* _Written problem_
Return the material word for word, starting at the line that contains "Locate power line" and continuing through its final line.

* _Supplied entries_

####

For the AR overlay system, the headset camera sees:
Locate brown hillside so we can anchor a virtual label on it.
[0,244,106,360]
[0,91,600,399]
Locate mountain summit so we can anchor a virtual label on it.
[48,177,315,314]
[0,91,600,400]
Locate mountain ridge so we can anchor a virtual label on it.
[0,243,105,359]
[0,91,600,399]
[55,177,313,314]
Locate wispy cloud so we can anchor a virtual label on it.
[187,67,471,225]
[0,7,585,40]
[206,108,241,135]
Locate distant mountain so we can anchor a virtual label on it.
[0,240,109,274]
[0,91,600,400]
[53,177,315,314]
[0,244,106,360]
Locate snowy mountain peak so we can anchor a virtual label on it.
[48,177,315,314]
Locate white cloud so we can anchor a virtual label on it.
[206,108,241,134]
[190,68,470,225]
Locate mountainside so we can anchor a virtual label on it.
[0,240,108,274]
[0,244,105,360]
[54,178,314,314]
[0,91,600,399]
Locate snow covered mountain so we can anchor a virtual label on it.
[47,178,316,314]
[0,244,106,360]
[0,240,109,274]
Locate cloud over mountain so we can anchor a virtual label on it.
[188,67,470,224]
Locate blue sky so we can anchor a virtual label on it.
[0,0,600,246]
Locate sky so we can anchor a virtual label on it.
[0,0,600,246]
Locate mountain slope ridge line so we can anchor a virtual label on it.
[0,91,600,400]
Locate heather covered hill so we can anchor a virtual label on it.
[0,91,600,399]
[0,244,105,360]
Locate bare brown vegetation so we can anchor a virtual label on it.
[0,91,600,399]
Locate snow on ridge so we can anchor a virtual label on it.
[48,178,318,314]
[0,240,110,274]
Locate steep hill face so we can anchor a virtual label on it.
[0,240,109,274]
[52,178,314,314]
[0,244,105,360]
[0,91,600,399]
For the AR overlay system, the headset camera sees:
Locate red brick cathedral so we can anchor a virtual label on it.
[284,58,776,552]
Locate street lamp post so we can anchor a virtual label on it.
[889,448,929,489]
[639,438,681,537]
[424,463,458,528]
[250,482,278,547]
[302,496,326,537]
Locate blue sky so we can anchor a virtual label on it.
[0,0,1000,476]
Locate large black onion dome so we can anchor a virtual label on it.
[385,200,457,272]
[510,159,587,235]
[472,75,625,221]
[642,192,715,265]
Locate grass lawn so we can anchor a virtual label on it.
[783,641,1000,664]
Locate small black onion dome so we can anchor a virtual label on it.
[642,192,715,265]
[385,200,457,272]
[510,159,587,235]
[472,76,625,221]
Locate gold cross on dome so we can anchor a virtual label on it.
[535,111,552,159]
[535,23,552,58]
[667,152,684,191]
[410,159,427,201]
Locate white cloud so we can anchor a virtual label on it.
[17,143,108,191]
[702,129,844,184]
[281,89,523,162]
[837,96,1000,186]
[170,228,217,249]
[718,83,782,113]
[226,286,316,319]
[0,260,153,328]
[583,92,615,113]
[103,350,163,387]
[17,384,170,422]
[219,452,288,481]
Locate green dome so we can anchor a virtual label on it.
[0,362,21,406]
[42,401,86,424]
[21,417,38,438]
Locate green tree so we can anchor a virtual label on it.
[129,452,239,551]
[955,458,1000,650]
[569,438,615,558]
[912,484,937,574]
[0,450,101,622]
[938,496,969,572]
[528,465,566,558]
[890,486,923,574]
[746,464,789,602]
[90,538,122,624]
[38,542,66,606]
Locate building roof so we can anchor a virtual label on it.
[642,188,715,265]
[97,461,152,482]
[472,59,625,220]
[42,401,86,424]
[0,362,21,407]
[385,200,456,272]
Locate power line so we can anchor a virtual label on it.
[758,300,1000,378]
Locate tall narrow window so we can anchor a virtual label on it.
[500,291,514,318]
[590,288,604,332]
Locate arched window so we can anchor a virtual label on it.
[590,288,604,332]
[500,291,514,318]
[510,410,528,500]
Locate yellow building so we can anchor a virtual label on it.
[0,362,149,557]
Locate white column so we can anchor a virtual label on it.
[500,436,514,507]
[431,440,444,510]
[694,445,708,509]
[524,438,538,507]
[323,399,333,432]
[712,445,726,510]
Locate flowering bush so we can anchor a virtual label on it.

####

* _Full answer_
Locate power line so we can anchor a virtual label on it.
[758,300,1000,378]
Locate tall narrow window so we can anchor a virtual label on it.
[500,291,514,318]
[590,288,604,332]
Locate arched window so we can anchor a virtual label on it.
[590,288,604,332]
[500,291,514,318]
[510,410,528,500]
Locate yellow building so we can anchor a virtual label on it.
[0,362,149,557]
Locate white column so we can anchor a virtual label on it.
[500,436,514,507]
[431,440,444,510]
[694,445,708,509]
[524,438,538,507]
[323,399,333,432]
[712,445,726,510]
Locate flowering bush so we can anchor a virtual label on it.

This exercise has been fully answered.